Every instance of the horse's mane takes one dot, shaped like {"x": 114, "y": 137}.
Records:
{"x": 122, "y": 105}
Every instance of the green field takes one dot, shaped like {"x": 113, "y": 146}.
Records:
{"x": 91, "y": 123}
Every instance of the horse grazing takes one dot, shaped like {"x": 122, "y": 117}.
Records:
####################
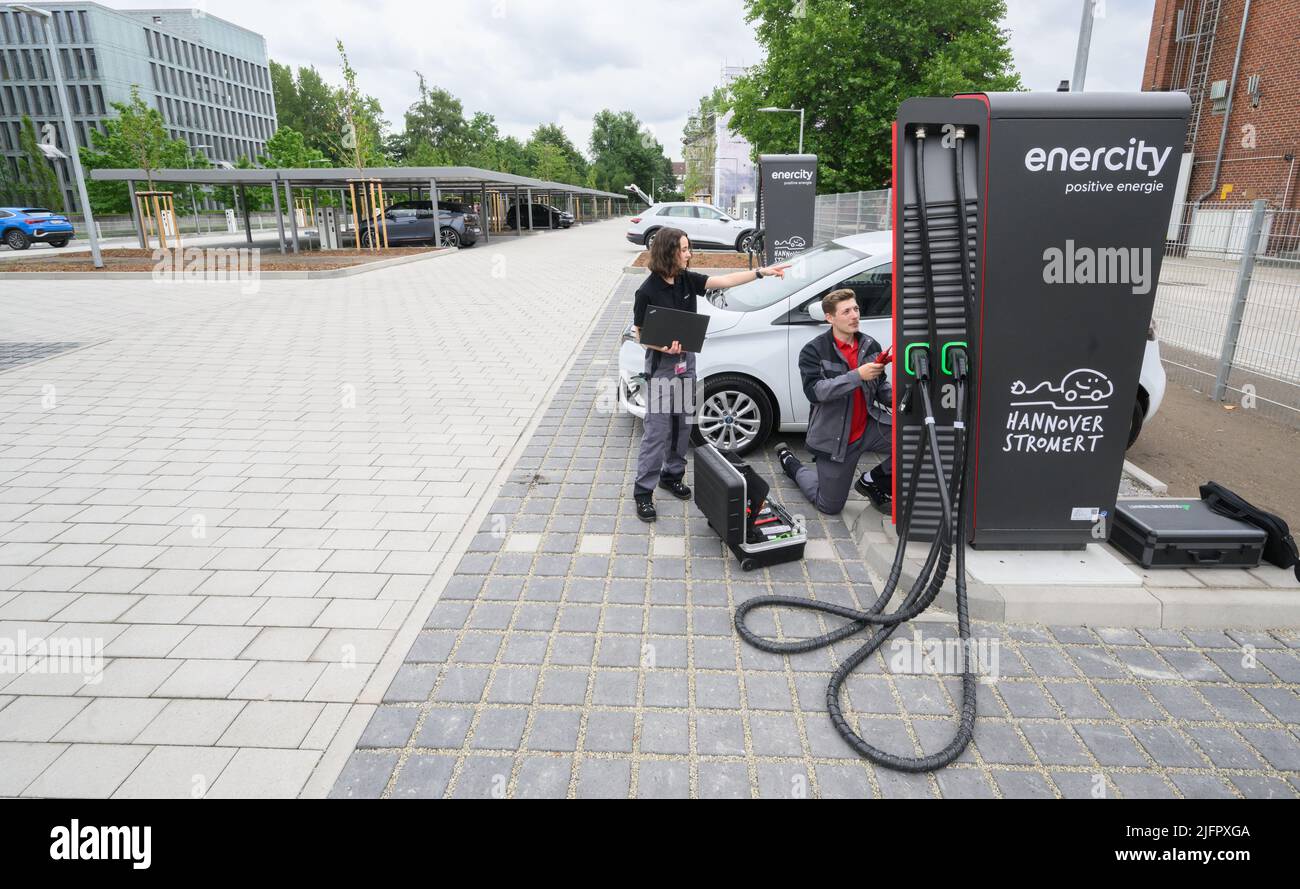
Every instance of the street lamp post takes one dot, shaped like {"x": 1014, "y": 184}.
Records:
####################
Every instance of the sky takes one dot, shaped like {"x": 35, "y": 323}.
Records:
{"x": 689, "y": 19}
####################
● EXERCISE OBJECTIVE
Count how many rows above contain the string "Every", treating uppercase and lowercase as different. Reply with only the number.

● FULL SOLUTION
5